- Opening Delimiter -

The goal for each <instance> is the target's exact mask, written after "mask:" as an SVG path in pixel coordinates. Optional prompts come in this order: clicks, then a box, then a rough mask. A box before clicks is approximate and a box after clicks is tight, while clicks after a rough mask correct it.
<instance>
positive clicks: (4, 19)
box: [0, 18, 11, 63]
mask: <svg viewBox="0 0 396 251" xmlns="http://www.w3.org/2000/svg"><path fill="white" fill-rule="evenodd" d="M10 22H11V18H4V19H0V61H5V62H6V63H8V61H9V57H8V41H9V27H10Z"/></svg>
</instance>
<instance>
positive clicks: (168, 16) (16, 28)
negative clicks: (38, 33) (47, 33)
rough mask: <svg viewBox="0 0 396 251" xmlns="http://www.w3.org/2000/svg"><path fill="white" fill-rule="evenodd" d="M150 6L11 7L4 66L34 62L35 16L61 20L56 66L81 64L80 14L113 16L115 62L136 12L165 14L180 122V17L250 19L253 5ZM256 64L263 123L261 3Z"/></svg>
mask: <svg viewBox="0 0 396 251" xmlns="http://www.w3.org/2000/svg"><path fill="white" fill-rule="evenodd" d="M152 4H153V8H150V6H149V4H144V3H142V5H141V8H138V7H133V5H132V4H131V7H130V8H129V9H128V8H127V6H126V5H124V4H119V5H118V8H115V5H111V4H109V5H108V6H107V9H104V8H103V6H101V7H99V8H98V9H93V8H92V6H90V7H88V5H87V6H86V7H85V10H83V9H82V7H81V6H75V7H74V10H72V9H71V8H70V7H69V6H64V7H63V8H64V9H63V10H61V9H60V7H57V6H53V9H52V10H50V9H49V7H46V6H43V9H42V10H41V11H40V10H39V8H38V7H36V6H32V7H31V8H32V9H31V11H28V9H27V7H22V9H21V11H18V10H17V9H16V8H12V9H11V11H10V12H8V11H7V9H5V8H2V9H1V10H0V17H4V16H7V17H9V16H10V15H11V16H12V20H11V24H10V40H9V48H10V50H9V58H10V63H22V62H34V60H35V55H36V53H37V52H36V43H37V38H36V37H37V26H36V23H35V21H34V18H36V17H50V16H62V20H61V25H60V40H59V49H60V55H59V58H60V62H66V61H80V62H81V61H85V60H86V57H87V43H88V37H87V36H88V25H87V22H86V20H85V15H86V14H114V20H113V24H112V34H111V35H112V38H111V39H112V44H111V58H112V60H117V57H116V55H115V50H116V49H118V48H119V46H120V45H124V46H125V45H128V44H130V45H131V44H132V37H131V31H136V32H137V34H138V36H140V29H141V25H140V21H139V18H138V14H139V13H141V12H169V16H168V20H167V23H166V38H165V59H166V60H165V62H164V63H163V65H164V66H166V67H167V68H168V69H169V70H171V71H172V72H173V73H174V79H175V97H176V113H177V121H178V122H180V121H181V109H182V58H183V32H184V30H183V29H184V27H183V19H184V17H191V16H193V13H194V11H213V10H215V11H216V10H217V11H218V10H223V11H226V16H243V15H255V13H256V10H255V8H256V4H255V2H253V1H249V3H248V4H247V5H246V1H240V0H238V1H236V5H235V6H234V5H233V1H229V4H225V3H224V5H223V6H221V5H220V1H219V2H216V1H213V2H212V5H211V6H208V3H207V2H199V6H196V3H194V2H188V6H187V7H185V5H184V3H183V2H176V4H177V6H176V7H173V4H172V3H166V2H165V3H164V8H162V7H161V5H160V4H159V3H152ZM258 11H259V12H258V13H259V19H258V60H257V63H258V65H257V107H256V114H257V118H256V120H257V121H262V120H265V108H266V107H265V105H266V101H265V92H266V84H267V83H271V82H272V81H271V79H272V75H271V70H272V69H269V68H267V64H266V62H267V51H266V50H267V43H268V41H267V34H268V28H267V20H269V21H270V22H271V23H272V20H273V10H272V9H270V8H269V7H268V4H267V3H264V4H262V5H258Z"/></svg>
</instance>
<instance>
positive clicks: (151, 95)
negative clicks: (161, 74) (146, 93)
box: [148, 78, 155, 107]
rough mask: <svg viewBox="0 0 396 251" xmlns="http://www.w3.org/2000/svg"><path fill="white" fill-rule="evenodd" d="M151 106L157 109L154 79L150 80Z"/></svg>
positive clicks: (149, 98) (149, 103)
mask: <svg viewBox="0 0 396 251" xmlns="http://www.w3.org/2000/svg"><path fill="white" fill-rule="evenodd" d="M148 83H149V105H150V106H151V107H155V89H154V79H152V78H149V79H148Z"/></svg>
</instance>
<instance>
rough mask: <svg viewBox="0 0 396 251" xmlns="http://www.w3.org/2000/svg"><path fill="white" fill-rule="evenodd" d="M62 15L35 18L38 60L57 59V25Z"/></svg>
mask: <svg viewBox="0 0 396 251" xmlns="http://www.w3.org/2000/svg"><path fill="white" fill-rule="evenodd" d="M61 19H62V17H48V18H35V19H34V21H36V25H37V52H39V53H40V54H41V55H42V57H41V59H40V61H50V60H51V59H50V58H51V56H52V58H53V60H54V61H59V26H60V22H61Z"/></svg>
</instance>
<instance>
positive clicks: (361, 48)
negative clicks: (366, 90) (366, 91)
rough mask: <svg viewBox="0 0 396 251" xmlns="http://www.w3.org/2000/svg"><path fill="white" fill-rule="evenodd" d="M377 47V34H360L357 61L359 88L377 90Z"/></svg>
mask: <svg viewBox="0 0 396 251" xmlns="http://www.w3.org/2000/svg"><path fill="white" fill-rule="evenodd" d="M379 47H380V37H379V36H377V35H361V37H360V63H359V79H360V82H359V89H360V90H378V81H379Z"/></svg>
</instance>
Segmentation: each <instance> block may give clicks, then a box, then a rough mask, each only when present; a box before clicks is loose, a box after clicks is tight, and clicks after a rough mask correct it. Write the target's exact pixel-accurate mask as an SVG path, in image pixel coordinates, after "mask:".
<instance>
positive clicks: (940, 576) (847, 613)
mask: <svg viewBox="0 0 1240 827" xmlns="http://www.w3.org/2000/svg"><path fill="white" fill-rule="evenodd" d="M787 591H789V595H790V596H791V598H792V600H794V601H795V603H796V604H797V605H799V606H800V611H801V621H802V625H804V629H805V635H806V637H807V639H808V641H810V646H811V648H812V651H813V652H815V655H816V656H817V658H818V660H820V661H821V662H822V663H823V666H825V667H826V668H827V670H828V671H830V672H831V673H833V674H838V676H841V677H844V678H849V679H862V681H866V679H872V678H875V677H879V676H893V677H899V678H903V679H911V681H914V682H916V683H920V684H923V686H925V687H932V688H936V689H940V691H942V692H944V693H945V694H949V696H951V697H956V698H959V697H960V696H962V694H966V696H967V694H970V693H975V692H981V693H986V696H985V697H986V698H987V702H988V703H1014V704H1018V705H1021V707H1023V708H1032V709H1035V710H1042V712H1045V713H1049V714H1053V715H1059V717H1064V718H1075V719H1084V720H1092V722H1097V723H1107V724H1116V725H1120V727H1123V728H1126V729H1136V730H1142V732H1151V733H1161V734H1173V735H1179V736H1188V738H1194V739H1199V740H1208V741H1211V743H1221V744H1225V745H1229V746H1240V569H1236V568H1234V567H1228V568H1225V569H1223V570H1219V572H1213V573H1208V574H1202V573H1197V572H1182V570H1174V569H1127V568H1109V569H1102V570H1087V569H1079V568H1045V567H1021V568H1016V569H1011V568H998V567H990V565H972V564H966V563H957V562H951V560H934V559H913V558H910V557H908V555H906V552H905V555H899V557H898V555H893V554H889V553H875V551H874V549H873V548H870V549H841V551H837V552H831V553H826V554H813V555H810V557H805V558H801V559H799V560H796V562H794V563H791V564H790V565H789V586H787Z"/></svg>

- Closing Delimiter -

What is needed: How many lines in the records above contain the word "positive"? Reply with the number alone.

Result: 6